Stored items:
+===+
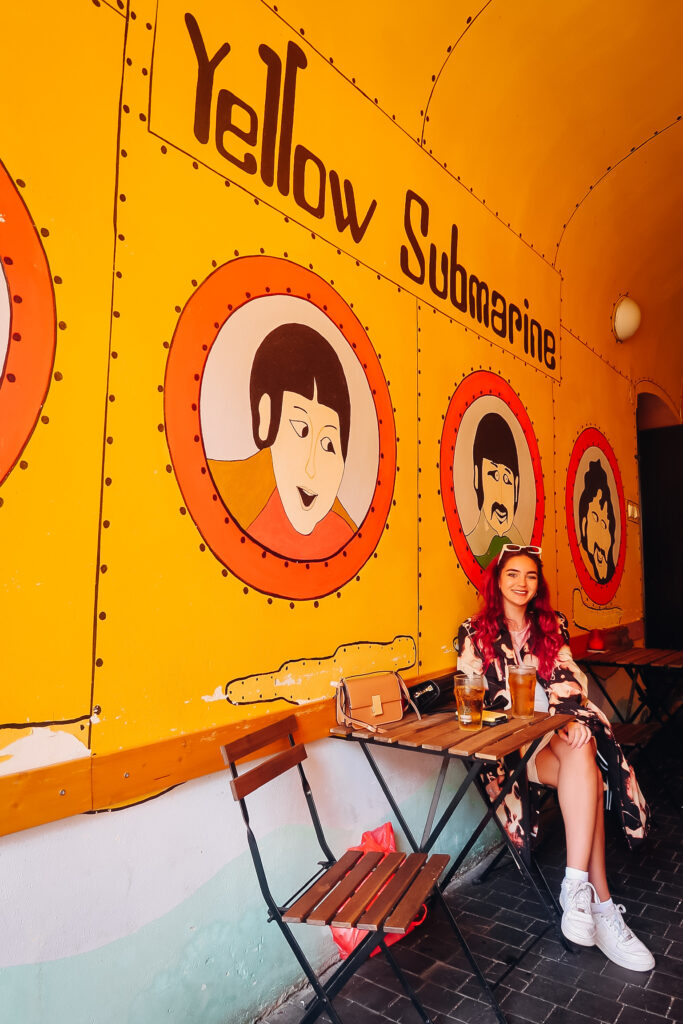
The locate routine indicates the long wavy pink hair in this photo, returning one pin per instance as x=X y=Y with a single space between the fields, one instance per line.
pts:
x=545 y=639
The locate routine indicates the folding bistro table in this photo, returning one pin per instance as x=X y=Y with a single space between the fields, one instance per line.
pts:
+===+
## WHAT TO WORK ON
Reproduce all of the material above word for word, leaving out the pictures.

## WRITTEN SOLUTION
The locate routine indicates the long wavy pink hair in this photo, returning one pin per instance as x=X y=Y with a single space between the fields, one instance per line.
pts:
x=545 y=639
The locate routine indicates the folding bistro table in this photo, returning one pin per instance as x=X y=Y with a single space between the fields, one instance per line.
pts:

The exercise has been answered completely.